** START **

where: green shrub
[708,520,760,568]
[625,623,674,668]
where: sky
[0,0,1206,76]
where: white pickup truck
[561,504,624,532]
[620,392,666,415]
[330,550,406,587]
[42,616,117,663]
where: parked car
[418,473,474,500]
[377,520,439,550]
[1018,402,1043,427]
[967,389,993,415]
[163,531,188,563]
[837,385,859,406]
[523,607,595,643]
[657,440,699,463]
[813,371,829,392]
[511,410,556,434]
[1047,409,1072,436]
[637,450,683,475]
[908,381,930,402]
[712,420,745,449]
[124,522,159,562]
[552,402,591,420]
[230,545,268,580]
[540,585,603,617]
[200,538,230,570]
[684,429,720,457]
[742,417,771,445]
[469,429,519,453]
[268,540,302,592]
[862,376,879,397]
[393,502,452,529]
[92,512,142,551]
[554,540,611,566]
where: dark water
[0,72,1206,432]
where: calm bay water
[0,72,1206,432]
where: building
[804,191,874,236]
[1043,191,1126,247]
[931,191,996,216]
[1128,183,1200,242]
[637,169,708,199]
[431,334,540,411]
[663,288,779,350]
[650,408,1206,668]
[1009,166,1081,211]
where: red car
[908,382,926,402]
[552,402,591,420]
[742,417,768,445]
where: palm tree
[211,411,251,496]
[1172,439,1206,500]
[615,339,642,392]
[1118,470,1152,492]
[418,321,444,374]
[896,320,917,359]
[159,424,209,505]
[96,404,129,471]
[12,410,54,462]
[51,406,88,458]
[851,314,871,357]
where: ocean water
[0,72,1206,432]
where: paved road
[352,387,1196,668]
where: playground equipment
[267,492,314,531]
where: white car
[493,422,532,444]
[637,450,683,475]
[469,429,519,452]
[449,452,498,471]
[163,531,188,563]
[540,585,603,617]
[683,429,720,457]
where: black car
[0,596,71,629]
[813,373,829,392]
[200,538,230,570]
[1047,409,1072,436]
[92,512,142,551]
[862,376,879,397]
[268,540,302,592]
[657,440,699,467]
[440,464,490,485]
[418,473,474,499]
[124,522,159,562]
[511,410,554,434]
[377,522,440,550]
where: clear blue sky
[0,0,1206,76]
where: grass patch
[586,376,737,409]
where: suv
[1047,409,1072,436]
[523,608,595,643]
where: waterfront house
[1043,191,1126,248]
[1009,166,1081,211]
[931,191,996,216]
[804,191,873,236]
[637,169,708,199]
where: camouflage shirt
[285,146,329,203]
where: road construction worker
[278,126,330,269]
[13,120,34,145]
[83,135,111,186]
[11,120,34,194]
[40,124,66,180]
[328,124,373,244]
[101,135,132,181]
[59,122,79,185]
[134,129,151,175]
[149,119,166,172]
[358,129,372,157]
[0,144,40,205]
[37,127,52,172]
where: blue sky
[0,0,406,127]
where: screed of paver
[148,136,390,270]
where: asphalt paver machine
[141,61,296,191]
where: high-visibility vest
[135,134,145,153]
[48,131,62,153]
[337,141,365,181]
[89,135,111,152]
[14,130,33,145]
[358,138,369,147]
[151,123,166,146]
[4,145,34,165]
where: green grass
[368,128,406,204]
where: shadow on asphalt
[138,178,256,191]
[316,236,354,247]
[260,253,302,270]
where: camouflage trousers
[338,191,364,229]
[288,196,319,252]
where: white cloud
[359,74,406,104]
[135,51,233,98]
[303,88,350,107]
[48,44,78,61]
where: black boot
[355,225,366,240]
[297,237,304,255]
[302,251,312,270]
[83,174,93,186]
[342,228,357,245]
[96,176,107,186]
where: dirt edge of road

** END **
** START **

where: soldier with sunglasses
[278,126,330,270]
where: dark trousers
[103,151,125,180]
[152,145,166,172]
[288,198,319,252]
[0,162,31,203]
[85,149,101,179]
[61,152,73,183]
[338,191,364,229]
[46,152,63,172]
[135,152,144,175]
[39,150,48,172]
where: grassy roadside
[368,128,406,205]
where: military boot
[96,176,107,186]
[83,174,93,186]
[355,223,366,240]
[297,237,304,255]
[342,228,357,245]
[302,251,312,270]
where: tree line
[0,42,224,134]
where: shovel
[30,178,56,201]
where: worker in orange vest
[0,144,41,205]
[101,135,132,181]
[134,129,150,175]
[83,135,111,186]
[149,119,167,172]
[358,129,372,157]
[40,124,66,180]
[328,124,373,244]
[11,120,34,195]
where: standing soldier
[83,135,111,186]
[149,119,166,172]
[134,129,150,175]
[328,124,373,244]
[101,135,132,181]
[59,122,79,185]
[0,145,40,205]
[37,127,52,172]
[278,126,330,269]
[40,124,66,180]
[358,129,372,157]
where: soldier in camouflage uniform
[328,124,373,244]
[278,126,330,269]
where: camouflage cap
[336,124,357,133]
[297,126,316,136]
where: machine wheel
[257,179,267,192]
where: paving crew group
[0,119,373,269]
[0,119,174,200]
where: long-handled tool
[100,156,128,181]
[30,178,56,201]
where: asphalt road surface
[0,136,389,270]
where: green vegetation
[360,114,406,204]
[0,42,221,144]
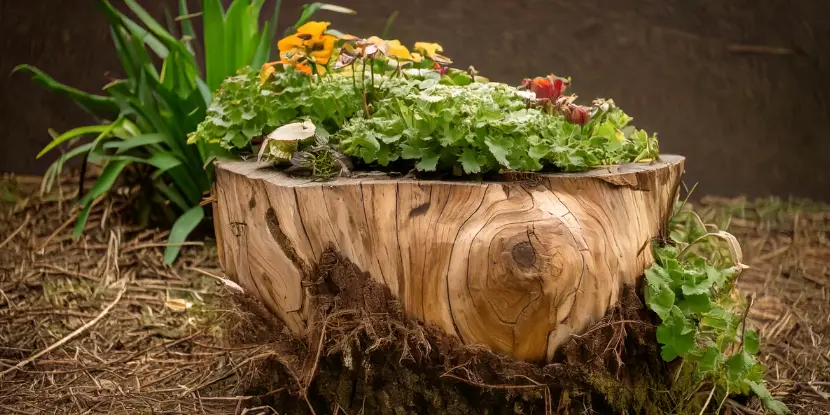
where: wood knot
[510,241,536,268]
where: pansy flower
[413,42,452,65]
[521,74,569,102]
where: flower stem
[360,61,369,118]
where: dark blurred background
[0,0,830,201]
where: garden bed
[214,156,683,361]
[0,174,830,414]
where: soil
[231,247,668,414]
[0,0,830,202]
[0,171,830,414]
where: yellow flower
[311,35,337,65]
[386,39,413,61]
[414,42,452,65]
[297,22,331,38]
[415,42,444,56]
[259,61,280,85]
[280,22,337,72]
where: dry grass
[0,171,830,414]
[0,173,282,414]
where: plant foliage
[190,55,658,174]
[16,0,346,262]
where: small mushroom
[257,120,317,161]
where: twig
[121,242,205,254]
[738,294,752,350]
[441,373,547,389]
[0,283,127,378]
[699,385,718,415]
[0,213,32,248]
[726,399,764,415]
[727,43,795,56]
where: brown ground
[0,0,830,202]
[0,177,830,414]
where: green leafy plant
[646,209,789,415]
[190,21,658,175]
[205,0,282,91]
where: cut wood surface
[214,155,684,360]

** END **

■ SHORT TASK ■
Reproduce the items verbatim, beginning at the line that has "where: camouflage cap" and stopping after the line that has "[510,241,536,268]". Leave the pictures out of your copy.

■ RESULT ■
where: camouflage cap
[336,124,357,133]
[297,126,316,136]
where: machine wheel
[257,179,267,192]
where: paving crew group
[0,119,373,269]
[0,119,174,200]
where: long-handled tool
[100,156,128,181]
[30,178,56,201]
where: asphalt road surface
[0,136,389,270]
where: green vegetation
[360,114,406,204]
[0,42,221,144]
where: wood knot
[510,241,536,268]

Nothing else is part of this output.